→ Work item A
Which lines of the records contain the word "positive"? Pull out every such line, treating uppercase and lowercase as different.

→ Text provided
====================

Riders & Family
Last updated: 2026-05-09
Your Trainer is a multi-rider indoor cycling app for Android tablets. Smart-trainer control with local data + local control. One-time purchase.
Your Trainer is built around the idea that one tablet by the trainer can serve a whole household. Each rider has their own profile — own FTP, own weight, own history, own personal bests — and you switch between riders with a single tap on the user-selection screen. This page covers the rider profile, the portrait-style rider card you see across the app, the rating panel that unlocks after a few sessions, and the family-leaderboard and family-ghost features that show up when more than one rider uses the device.
What "rider" means in Your Trainer
A rider is a single person's profile on the device. Everything that's "yours" lives on the rider — FTP, weight, max HR, ride history, personal bests, favourites, custom workouts, gear preset, Strava authorisation, AI provider settings, language, units, and rider colour. None of that is shared between riders on the same device, so two siblings or partners on different fitness levels can ride the same trainer without their numbers tangling.
Adding and switching riders
The first screen the app opens to is the User Selection screen — a row of rider cards with the prompt Who is Riding? at the top. Tap a card to ride as that rider; the rest of the app loads with their profile.
To create a new rider, tap the + Add Rider card and fill in name, weight, and FTP at minimum. (Max HR and rider colour are optional but useful — see the rider profile below.) New riders start with no history, no personal bests, and no rating panel until they've completed five sessions.
To restore an existing rider from a .ytrider.json.gz backup file, the same screen has + Add Rider → Import from file. The app inspects the file and either creates the rider, merges into an existing rider with the same data origin, or asks how to handle a name collision. See per-rider export for the three import paths.
Switching riders mid-session isn't possible — finish or save the current ride first, then return to the User Selection screen via the back button or the rider chip on the cockpit.

====================

→ Supplied data
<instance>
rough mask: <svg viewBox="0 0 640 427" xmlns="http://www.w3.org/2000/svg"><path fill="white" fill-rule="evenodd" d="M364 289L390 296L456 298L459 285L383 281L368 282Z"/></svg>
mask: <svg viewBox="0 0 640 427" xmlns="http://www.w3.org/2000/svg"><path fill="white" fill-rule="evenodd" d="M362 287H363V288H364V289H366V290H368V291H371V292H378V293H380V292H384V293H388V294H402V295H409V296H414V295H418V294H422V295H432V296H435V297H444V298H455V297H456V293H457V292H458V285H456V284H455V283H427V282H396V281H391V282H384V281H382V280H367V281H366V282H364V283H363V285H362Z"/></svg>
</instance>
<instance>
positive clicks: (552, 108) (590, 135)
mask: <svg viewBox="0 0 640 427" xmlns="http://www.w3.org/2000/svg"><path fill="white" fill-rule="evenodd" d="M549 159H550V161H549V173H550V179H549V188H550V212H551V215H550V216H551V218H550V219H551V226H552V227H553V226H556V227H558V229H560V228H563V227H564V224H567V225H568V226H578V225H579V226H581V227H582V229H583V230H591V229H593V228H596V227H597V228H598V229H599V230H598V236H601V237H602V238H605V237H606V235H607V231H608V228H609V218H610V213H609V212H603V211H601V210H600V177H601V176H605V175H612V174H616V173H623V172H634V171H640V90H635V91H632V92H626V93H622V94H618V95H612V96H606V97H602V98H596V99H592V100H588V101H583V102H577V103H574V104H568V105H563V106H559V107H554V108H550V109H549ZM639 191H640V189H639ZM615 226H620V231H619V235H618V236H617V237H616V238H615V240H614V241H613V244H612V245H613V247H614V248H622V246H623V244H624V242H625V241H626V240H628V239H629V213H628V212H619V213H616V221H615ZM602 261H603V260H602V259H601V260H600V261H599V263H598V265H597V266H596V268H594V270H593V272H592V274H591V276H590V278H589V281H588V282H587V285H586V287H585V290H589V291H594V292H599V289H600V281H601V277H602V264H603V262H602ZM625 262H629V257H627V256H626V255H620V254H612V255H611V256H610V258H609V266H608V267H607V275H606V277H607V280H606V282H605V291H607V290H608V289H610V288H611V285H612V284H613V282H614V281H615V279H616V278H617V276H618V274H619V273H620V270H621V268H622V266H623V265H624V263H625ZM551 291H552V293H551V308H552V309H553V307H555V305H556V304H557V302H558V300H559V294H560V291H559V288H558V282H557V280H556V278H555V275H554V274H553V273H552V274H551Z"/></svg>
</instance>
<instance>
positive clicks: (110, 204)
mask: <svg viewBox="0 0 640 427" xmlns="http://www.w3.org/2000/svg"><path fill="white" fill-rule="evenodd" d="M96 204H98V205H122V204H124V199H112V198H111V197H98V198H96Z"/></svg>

====================

→ Work item B
Could you rewrite the Riders & Family paragraph beginning "A rider is a single person's profile" as a short list that keeps its main facts?

→ Your solution A
positive clicks: (552, 108) (590, 135)
positive clicks: (110, 204)

→ Your solution B
- A rider is one person's profile on the device.
- Everything personal belongs to the rider: FTP, weight, max HR, ride history, personal bests, favorites, custom workouts, gear preset, Strava authorization, AI provider settings, language, units, and rider color.
- Riders on the same device share none of this.
- This lets two siblings or partners at different fitness levels ride the same trainer without mixing up their numbers.